**DIRECTIVE:**
Your task is to transcribe the entries below exactly, beginning with the line containing "Where can you spot the stone pedestal?" and ending with the final line, and to add nothing else.

* BEGIN INFORMATION SUPPLIED *

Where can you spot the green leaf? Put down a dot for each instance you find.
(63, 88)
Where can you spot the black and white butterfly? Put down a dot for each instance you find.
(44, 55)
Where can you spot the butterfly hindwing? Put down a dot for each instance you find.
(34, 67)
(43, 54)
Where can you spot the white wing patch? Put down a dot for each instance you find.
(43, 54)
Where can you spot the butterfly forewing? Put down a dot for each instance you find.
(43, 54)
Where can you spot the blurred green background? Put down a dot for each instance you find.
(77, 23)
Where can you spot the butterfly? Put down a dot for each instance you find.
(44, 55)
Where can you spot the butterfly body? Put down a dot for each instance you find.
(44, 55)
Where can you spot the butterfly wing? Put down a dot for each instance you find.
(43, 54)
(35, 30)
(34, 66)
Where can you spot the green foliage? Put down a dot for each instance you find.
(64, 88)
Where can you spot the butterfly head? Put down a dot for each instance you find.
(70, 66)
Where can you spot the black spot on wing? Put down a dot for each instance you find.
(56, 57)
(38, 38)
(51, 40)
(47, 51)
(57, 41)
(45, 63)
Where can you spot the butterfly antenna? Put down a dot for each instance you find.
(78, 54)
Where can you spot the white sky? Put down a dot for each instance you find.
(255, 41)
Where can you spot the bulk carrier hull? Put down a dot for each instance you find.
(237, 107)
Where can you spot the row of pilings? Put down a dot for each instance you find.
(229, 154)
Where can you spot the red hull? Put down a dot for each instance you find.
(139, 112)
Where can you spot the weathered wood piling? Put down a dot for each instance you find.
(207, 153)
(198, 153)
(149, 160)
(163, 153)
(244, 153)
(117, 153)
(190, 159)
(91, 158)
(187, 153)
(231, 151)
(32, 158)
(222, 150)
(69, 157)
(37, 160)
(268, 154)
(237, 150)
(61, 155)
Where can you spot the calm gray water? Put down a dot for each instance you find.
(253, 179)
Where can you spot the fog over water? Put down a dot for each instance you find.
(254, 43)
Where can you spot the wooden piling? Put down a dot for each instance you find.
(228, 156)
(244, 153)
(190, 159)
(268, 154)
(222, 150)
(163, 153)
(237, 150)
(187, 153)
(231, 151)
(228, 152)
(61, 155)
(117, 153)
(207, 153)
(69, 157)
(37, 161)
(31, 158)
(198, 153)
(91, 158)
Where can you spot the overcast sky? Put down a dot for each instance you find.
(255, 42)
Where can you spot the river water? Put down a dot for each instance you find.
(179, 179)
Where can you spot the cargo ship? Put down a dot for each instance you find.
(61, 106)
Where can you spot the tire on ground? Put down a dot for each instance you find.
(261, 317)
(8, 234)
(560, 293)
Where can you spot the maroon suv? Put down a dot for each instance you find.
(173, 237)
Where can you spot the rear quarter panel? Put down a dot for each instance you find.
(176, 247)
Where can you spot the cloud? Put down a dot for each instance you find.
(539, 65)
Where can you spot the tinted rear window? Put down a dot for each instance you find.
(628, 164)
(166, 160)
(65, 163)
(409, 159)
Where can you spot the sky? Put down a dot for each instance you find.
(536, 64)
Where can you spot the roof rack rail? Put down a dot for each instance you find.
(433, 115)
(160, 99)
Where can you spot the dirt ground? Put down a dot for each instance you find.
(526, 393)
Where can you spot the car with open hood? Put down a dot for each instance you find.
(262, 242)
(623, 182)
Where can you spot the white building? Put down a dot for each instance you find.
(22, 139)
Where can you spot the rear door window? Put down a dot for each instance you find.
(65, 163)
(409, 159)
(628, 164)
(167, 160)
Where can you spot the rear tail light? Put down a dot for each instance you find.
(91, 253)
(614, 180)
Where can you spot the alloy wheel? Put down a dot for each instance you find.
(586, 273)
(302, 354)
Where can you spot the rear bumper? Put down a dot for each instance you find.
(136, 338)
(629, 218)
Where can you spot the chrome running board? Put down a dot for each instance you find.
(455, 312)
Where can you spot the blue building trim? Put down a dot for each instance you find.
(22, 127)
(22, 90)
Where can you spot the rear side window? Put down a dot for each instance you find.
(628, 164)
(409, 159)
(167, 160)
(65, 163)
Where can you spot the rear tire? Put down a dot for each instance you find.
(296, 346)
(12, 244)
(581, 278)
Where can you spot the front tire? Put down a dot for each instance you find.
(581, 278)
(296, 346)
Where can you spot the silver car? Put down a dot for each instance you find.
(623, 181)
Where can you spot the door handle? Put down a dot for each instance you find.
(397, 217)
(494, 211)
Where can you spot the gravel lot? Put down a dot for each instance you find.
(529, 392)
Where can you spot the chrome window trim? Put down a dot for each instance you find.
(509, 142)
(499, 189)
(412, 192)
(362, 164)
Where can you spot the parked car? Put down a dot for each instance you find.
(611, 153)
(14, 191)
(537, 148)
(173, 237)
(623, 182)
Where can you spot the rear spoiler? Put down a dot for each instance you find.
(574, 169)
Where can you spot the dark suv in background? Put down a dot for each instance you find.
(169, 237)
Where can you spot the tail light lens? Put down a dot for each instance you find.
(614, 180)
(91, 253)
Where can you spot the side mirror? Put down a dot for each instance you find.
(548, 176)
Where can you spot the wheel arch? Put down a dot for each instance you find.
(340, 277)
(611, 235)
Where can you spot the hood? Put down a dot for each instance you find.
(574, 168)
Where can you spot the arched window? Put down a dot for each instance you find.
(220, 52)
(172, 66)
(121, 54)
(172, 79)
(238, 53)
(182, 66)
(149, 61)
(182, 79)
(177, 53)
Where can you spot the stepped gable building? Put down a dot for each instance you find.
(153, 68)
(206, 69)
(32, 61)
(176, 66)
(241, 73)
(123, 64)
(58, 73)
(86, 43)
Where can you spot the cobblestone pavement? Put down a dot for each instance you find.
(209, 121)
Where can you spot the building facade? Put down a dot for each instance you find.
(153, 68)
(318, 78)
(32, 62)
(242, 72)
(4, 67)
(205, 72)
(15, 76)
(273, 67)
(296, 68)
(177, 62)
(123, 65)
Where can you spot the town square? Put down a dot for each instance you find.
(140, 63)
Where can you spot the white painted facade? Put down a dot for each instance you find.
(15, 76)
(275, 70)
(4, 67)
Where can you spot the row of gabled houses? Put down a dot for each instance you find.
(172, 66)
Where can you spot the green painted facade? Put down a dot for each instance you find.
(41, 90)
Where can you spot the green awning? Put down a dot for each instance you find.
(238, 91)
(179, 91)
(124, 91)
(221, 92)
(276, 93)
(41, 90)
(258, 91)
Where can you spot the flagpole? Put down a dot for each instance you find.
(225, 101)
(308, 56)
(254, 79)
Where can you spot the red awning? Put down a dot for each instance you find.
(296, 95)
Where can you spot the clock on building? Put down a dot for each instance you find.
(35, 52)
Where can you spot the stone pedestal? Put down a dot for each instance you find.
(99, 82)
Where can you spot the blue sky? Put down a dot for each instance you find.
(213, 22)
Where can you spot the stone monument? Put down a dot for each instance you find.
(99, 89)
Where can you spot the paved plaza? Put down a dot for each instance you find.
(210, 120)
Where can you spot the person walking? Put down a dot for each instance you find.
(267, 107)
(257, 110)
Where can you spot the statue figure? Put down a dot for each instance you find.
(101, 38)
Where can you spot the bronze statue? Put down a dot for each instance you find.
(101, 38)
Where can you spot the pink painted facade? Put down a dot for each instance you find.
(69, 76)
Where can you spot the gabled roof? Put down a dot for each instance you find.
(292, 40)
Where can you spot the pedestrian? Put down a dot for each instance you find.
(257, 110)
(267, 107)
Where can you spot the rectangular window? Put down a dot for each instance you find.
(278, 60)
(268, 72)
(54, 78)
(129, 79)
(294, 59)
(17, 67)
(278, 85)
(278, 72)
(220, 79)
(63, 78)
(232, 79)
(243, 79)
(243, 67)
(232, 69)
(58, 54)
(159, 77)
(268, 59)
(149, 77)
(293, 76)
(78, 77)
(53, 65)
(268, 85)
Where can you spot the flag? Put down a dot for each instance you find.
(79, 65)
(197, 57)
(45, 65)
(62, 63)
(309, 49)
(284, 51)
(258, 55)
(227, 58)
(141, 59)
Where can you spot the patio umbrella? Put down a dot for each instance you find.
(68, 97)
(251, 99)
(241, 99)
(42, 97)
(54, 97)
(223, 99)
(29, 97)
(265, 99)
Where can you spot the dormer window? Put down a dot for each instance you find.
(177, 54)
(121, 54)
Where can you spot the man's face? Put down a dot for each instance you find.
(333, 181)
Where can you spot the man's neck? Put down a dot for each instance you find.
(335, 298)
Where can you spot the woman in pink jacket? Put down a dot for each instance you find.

* END INFORMATION SUPPLIED *

**WRITTEN SOLUTION:**
Where can you spot the stone pedestal? Put down a dot for each instance you find.
(99, 82)
Where can you spot the blue sky? Put down a dot for each instance you find.
(213, 22)
Where can you spot the stone monument? Put down a dot for each instance you find.
(99, 89)
Where can you spot the paved plaza? Put down a dot for each instance you find.
(210, 120)
Where can you spot the person walking? Put down a dot for each instance you find.
(267, 107)
(257, 110)
Where can you spot the statue figure? Put down a dot for each instance you find.
(101, 38)
Where can you spot the bronze statue? Put down a dot for each instance you find.
(101, 38)
Where can you spot the pink painted facade? Put down a dot for each instance you find.
(69, 76)
Where can you spot the gabled roof? Put down a dot for each instance you find.
(292, 40)
Where can you spot the pedestrian? Put down a dot for each instance you find.
(257, 110)
(267, 107)
Where can you spot the rectangular window? Put down a dot for each instance you find.
(278, 60)
(268, 72)
(54, 78)
(129, 79)
(294, 59)
(17, 67)
(278, 85)
(278, 72)
(220, 79)
(63, 78)
(232, 79)
(243, 79)
(243, 67)
(232, 69)
(58, 54)
(159, 77)
(268, 59)
(149, 77)
(293, 76)
(78, 77)
(53, 65)
(268, 85)
Where can you spot the flag? Put down a dot for each instance you find.
(79, 65)
(197, 57)
(45, 65)
(62, 63)
(309, 49)
(284, 51)
(258, 55)
(227, 58)
(141, 59)
Where can you spot the patio umbrella? Put down a dot for each instance you find.
(68, 97)
(251, 99)
(241, 99)
(42, 97)
(54, 97)
(223, 99)
(29, 97)
(265, 99)
Where can you spot the dormer window? Put down a dot for each instance you find.
(177, 54)
(121, 54)
Where can you spot the man's face? Put down a dot for each instance you find.
(333, 181)
Where can you spot the man's neck? Put down a dot for each instance you find.
(335, 298)
Where can you spot the woman in pink jacket? Put down a dot for each instance you find.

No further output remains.